# DATA
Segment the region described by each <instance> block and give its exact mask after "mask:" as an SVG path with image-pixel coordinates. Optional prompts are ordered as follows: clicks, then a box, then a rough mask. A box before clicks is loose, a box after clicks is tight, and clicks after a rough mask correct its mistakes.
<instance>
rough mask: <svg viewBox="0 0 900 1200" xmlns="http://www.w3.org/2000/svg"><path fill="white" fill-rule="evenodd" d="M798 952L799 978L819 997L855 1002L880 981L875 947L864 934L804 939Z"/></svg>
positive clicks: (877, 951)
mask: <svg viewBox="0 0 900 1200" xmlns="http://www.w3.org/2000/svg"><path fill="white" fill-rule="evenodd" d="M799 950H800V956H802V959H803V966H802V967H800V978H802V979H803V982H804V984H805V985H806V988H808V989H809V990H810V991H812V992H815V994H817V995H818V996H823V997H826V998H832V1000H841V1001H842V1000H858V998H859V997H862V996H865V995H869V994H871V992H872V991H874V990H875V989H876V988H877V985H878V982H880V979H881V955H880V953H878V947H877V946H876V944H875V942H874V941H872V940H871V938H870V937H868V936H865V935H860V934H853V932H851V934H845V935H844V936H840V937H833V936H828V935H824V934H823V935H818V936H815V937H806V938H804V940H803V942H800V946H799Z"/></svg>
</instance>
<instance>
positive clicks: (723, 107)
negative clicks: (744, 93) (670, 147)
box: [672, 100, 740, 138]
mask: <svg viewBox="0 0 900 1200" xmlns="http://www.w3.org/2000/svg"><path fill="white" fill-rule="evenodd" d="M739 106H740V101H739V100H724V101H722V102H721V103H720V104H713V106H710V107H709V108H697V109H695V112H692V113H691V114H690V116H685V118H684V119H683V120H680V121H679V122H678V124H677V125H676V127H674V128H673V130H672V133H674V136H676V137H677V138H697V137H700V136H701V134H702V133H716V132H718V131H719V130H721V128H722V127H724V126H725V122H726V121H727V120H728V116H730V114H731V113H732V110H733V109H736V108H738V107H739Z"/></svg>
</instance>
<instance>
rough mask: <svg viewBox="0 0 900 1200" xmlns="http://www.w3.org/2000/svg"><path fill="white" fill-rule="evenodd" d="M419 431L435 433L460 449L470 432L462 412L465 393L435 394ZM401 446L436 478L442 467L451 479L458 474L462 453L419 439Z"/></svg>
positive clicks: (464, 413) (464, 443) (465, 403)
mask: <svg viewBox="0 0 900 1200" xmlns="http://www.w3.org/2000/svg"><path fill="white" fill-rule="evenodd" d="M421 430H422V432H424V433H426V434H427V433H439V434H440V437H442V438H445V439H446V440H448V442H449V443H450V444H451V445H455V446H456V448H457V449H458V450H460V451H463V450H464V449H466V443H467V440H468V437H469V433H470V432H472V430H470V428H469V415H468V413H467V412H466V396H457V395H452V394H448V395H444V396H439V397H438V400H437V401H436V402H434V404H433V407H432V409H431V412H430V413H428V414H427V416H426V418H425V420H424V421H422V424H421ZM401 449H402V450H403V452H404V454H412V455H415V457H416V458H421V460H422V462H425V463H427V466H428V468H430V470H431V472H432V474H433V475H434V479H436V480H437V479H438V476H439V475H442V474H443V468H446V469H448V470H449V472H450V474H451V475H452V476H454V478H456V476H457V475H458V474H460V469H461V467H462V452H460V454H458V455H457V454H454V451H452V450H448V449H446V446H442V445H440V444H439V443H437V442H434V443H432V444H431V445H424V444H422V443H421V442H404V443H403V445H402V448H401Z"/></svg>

# TASK DIRECTIONS
What is needed here is an exact copy of all the records above.

# ANSWER SECTION
Segment the region described by each <instance> block and give its exact mask after "mask:" as an SVG path with image-pixel coordinates. Optional prompts are ordered as follows: clicks, then a box, then a rough mask. A box before clicks is loose, a box after clicks is tight, and clicks after a rough mask correct its mistakes.
<instance>
rough mask: <svg viewBox="0 0 900 1200" xmlns="http://www.w3.org/2000/svg"><path fill="white" fill-rule="evenodd" d="M798 952L799 978L819 997L855 1002L880 981L875 947L864 934L804 939Z"/></svg>
positive clicks: (877, 951)
mask: <svg viewBox="0 0 900 1200" xmlns="http://www.w3.org/2000/svg"><path fill="white" fill-rule="evenodd" d="M799 950H800V956H802V959H803V966H802V967H800V978H802V979H803V982H804V984H805V985H806V988H808V989H809V990H810V991H812V992H815V994H817V995H818V996H823V997H826V998H832V1000H841V1001H842V1000H858V998H859V997H862V996H865V995H869V994H871V992H872V991H874V990H875V989H876V988H877V985H878V982H880V979H881V955H880V953H878V947H877V946H876V944H875V942H874V941H872V940H871V938H870V937H868V936H865V935H860V934H853V932H851V934H845V935H844V936H840V937H833V936H828V935H824V934H823V935H818V936H815V937H806V938H804V940H803V942H800V946H799Z"/></svg>
</instance>
<instance>
positive clicks: (723, 107)
negative clicks: (744, 93) (670, 147)
box: [672, 100, 740, 138]
mask: <svg viewBox="0 0 900 1200" xmlns="http://www.w3.org/2000/svg"><path fill="white" fill-rule="evenodd" d="M739 106H740V101H739V100H724V101H722V102H721V103H720V104H713V106H710V107H709V108H697V109H695V112H692V113H691V114H690V116H685V118H684V119H683V120H680V121H679V122H678V124H677V125H676V127H674V128H673V130H672V133H674V136H676V137H677V138H697V137H700V136H701V134H702V133H716V132H718V131H719V130H721V128H722V127H724V126H725V122H726V121H727V120H728V116H730V114H731V113H732V110H733V109H736V108H738V107H739Z"/></svg>
</instance>
<instance>
rough mask: <svg viewBox="0 0 900 1200" xmlns="http://www.w3.org/2000/svg"><path fill="white" fill-rule="evenodd" d="M419 431L435 433L460 449L470 432L462 412L465 393L435 394ZM401 446L436 478L442 467L451 479L458 474L462 453L419 439Z"/></svg>
positive clicks: (464, 413) (464, 443) (465, 403)
mask: <svg viewBox="0 0 900 1200" xmlns="http://www.w3.org/2000/svg"><path fill="white" fill-rule="evenodd" d="M421 430H422V432H424V433H426V434H427V433H439V434H440V437H442V438H445V439H446V440H448V442H449V443H450V444H451V445H455V446H456V448H457V449H458V450H460V451H463V450H464V449H466V443H467V440H468V437H469V433H470V432H472V430H470V428H469V415H468V413H467V412H466V396H457V395H452V394H448V395H444V396H439V397H438V400H437V401H436V402H434V404H433V407H432V409H431V412H430V413H428V414H427V416H426V418H425V420H424V421H422V424H421ZM401 449H402V450H403V452H404V454H412V455H415V457H416V458H421V460H422V462H425V463H427V466H428V468H430V470H431V472H432V474H433V475H434V479H436V480H437V479H438V476H439V475H442V474H443V468H446V469H448V470H449V472H450V474H451V475H452V476H454V478H456V476H457V475H458V474H460V469H461V467H462V452H460V454H458V455H457V454H454V451H452V450H448V449H446V446H442V445H440V444H439V443H437V442H434V443H432V444H431V445H424V444H422V443H421V442H404V443H403V445H402V448H401Z"/></svg>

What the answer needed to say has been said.